(Action item): Exact repetition is required: output every record in full.

(Working data):
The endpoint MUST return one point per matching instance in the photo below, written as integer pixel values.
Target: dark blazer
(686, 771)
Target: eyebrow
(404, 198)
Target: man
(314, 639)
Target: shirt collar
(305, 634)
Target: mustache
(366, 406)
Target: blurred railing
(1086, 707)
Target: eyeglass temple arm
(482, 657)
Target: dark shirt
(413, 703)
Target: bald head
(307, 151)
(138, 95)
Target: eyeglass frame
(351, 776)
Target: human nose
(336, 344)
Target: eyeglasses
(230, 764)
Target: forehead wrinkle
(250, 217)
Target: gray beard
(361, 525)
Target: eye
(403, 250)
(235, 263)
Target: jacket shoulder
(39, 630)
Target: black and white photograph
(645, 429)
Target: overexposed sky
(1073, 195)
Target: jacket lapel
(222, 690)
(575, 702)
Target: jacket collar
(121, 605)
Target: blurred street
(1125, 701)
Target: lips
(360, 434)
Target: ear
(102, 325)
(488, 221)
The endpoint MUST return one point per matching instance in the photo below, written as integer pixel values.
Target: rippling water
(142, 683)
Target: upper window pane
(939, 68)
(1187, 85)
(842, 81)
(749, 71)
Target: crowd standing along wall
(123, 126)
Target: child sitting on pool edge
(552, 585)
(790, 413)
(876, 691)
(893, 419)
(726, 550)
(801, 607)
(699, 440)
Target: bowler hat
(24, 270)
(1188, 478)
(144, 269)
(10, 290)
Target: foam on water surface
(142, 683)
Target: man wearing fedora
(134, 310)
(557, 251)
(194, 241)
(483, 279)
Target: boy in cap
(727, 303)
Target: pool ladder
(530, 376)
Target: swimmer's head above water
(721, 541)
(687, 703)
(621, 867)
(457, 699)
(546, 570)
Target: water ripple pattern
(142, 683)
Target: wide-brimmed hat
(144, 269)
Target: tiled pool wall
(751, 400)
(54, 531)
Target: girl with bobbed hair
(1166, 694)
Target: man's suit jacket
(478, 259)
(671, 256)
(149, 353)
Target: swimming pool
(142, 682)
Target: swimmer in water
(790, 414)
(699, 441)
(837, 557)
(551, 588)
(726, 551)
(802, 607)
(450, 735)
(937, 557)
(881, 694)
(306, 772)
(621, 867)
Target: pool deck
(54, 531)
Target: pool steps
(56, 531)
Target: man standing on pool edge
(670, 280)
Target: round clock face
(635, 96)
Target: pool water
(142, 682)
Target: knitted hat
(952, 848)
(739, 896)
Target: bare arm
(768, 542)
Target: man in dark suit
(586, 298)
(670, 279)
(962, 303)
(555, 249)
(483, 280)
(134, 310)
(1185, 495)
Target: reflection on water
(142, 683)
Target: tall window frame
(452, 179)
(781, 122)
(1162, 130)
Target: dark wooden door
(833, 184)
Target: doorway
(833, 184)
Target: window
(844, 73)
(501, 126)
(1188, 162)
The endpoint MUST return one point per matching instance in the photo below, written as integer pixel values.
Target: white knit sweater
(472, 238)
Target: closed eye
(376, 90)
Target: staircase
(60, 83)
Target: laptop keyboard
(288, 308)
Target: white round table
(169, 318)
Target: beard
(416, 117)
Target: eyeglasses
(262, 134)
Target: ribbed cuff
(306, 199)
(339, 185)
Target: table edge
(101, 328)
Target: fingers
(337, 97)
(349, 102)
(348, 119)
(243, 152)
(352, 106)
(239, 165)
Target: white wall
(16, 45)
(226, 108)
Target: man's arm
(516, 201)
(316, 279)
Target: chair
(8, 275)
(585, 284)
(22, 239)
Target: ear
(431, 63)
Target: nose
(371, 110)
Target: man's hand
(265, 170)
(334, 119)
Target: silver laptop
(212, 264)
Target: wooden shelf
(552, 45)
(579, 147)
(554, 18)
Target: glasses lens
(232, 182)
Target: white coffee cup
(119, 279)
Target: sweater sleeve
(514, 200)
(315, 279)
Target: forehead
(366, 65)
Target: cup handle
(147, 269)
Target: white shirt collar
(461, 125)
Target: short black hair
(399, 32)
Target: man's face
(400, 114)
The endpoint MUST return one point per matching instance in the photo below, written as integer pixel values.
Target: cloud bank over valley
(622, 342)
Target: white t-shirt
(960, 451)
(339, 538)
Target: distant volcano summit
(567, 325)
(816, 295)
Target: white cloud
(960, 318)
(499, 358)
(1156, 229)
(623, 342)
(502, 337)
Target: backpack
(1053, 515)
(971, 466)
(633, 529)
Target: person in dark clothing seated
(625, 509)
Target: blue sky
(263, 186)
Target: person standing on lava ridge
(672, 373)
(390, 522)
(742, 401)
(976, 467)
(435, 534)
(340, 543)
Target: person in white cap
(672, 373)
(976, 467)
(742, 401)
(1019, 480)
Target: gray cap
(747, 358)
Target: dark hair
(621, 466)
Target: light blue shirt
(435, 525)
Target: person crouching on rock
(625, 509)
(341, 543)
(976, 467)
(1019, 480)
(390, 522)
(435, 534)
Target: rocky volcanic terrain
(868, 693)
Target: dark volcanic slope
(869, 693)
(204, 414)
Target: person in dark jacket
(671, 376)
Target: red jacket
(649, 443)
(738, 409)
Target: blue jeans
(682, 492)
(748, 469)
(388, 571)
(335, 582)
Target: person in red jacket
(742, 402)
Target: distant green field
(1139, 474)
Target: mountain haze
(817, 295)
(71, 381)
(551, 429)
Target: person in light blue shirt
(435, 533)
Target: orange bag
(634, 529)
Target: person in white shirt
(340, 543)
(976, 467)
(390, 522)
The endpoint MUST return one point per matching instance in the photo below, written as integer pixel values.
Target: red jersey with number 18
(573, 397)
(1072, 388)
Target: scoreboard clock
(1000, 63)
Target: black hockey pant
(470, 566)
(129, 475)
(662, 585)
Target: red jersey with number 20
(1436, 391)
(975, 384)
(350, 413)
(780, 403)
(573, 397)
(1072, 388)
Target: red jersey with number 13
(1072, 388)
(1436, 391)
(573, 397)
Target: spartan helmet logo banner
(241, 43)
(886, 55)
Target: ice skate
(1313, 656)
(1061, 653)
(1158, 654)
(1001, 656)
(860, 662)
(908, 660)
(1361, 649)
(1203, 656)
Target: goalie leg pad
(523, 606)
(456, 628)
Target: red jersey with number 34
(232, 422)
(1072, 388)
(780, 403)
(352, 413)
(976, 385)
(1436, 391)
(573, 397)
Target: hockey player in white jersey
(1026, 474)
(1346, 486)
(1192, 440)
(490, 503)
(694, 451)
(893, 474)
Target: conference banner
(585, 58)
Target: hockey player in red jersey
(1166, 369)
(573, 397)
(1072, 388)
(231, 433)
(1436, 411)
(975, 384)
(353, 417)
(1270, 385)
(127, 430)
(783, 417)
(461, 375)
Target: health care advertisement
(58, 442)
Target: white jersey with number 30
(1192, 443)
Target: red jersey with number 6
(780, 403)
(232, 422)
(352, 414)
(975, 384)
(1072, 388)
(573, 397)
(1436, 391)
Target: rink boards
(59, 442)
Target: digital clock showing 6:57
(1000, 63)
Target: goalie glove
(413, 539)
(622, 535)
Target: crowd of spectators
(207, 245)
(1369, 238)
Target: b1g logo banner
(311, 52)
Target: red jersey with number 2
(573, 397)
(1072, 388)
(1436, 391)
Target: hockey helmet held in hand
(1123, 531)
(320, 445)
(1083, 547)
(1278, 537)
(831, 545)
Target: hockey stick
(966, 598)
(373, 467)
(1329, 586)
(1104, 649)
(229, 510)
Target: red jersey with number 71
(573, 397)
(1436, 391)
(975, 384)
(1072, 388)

(Written solution):
The endpoint MUST return one point per matching instance in the photo below, written as integer pixel values.
Target: dark blazer
(686, 771)
Target: eyebrow
(404, 198)
Target: man
(314, 639)
Target: shirt collar
(305, 634)
Target: mustache
(366, 406)
Target: blurred railing
(1086, 707)
Target: eyeglass temple arm
(482, 657)
Target: dark shirt
(413, 703)
Target: bald head
(307, 151)
(138, 95)
Target: eyeglass frame
(351, 776)
Target: human nose
(336, 344)
Target: eyeglasses
(230, 764)
Target: forehead wrinkle
(250, 217)
Target: gray beard
(361, 525)
Target: eye
(403, 250)
(235, 263)
Target: jacket shoulder
(39, 630)
Target: black and white photograph
(645, 429)
Target: overexposed sky
(1073, 195)
Target: jacket lapel
(222, 690)
(575, 702)
Target: jacket collar
(121, 605)
Target: blurred street
(1125, 701)
Target: lips
(360, 434)
Target: ear
(102, 325)
(488, 221)
The endpoint MUST return one point per matching instance in the photo below, written as integer pixel values.
Target: rippling water
(142, 683)
Target: upper window pane
(939, 68)
(1187, 85)
(842, 81)
(749, 71)
Target: crowd standing along wall
(123, 126)
Target: child sitting on pool edge
(552, 585)
(790, 413)
(876, 691)
(893, 419)
(726, 550)
(801, 607)
(699, 440)
Target: bowler hat
(24, 270)
(1188, 478)
(144, 269)
(10, 290)
Target: foam on water surface
(142, 683)
Target: man wearing fedora
(134, 310)
(557, 251)
(194, 241)
(483, 279)
Target: boy in cap
(727, 303)
Target: pool ladder
(530, 376)
Target: swimmer's head above water
(721, 541)
(687, 703)
(621, 867)
(457, 699)
(546, 570)
Target: water ripple pattern
(142, 683)
Target: wide-brimmed hat
(144, 269)
Target: tiled pool wall
(751, 400)
(54, 531)
Target: girl with bobbed hair
(1166, 694)
Target: man's suit jacket
(478, 259)
(671, 256)
(149, 353)
Target: swimming pool
(142, 682)
Target: swimmer in water
(790, 414)
(699, 441)
(837, 557)
(551, 588)
(726, 551)
(802, 607)
(450, 735)
(937, 557)
(881, 694)
(306, 772)
(621, 867)
Target: pool deck
(54, 531)
Target: pool steps
(56, 531)
Target: man standing on pool edge
(670, 280)
Target: round clock face
(635, 96)
Target: pool water
(142, 682)
Target: knitted hat
(952, 848)
(739, 896)
Target: bare arm
(768, 542)
Target: man in dark suit
(586, 298)
(670, 279)
(962, 303)
(555, 249)
(483, 280)
(134, 310)
(1185, 495)
Target: reflection on water
(142, 683)
Target: tall window frame
(452, 179)
(781, 122)
(1162, 130)
Target: dark wooden door
(833, 184)
Target: doorway
(833, 184)
Target: window
(844, 73)
(501, 126)
(1188, 162)
The endpoint MUST return one point per matching instance in the photo below, written as integer pixel values.
Target: white knit sweater
(472, 238)
Target: closed eye
(376, 90)
Target: staircase
(60, 83)
Target: laptop keyboard
(288, 308)
Target: white round table
(169, 318)
Target: beard
(416, 117)
Target: eyeglasses
(262, 134)
Target: ribbed cuff
(306, 199)
(339, 185)
Target: table edge
(101, 328)
Target: fingers
(337, 97)
(349, 102)
(348, 119)
(243, 152)
(352, 106)
(239, 165)
Target: white wall
(16, 45)
(226, 108)
Target: man's arm
(516, 201)
(316, 279)
Target: chair
(8, 275)
(585, 284)
(22, 239)
Target: ear
(431, 63)
Target: nose
(371, 110)
Target: man's hand
(265, 170)
(334, 119)
Target: silver laptop
(212, 264)
Target: wooden shelf
(552, 45)
(579, 147)
(554, 18)
Target: glasses lens
(232, 182)
Target: white coffee cup
(119, 279)
Target: sweater sleeve
(514, 200)
(315, 279)
Target: forehead
(366, 65)
Target: cup handle
(147, 269)
Target: white shirt collar
(461, 125)
Target: short black hair
(399, 32)
Target: man's face
(400, 114)
The endpoint MUST return one point per matching instance in the photo below, written as integer pixel values.
Target: cloud bank over valley
(622, 342)
Target: white t-shirt
(960, 451)
(339, 538)
Target: distant volcano summit
(567, 325)
(816, 295)
Target: white cloud
(960, 318)
(499, 358)
(1156, 229)
(623, 342)
(502, 337)
Target: backpack
(1053, 515)
(971, 466)
(633, 529)
Target: person in dark clothing seated
(625, 509)
Target: blue sky
(263, 186)
Target: person standing on lava ridge
(672, 373)
(390, 522)
(742, 401)
(976, 467)
(435, 534)
(340, 543)
Target: person in white cap
(672, 373)
(976, 467)
(742, 401)
(1019, 480)
Target: gray cap
(747, 358)
Target: dark hair
(621, 466)
Target: light blue shirt
(435, 525)
Target: person crouching on rock
(625, 509)
(341, 543)
(976, 467)
(1019, 480)
(390, 522)
(435, 534)
Target: rocky volcanic terrain
(868, 693)
Target: dark volcanic slope
(869, 693)
(204, 414)
Target: person in dark jacket
(671, 376)
Target: red jacket
(649, 443)
(738, 409)
Target: blue jeans
(682, 492)
(748, 469)
(388, 571)
(335, 582)
Target: person in red jacket
(742, 402)
Target: distant green field
(1139, 474)
Target: mountain haze
(817, 295)
(71, 381)
(551, 429)
Target: person in light blue shirt
(435, 533)
Target: orange bag
(634, 529)
Target: person in white shirt
(340, 543)
(976, 467)
(390, 522)
The endpoint MUST return one point per matching instance in the photo below, written as integer pixel values.
Target: red jersey with number 18
(573, 397)
(1072, 388)
Target: scoreboard clock
(1000, 63)
Target: black hockey pant
(470, 566)
(129, 475)
(662, 585)
Target: red jersey with number 20
(1436, 391)
(975, 384)
(350, 413)
(780, 403)
(573, 397)
(1072, 388)
Target: red jersey with number 13
(1072, 388)
(1436, 391)
(573, 397)
Target: spartan helmet logo banner
(241, 43)
(886, 55)
Target: ice skate
(1313, 656)
(1061, 653)
(1158, 654)
(1001, 656)
(860, 662)
(908, 660)
(1361, 649)
(1203, 656)
Target: goalie leg pad
(523, 606)
(456, 628)
Target: red jersey with number 34
(232, 422)
(1072, 388)
(780, 403)
(352, 413)
(976, 385)
(1436, 391)
(573, 397)
Target: hockey player in white jersey
(1026, 474)
(1346, 486)
(1192, 440)
(490, 503)
(694, 451)
(893, 474)
Target: conference banner
(585, 58)
Target: hockey player in red jersey
(1166, 369)
(573, 397)
(1072, 388)
(231, 433)
(1436, 411)
(975, 384)
(353, 417)
(1270, 385)
(127, 430)
(783, 417)
(461, 375)
Target: health care advertisement
(58, 442)
Target: white jersey with number 30
(1192, 443)
Target: red jersey with number 6
(780, 403)
(232, 422)
(352, 414)
(975, 384)
(1072, 388)
(573, 397)
(1436, 391)
Target: rink boards
(59, 442)
Target: digital clock showing 6:57
(1000, 63)
Target: goalie glove
(413, 539)
(622, 535)
Target: crowd of spectators
(207, 245)
(1369, 238)
Target: b1g logo banner
(311, 52)
Target: red jersey with number 2
(573, 397)
(1072, 388)
(1436, 391)
Target: hockey helmet held in hand
(1123, 531)
(320, 445)
(1083, 547)
(1278, 537)
(831, 545)
Target: hockey stick
(966, 598)
(373, 467)
(1329, 586)
(1104, 649)
(229, 510)
Target: red jersey with number 71
(573, 397)
(1436, 391)
(975, 384)
(1072, 388)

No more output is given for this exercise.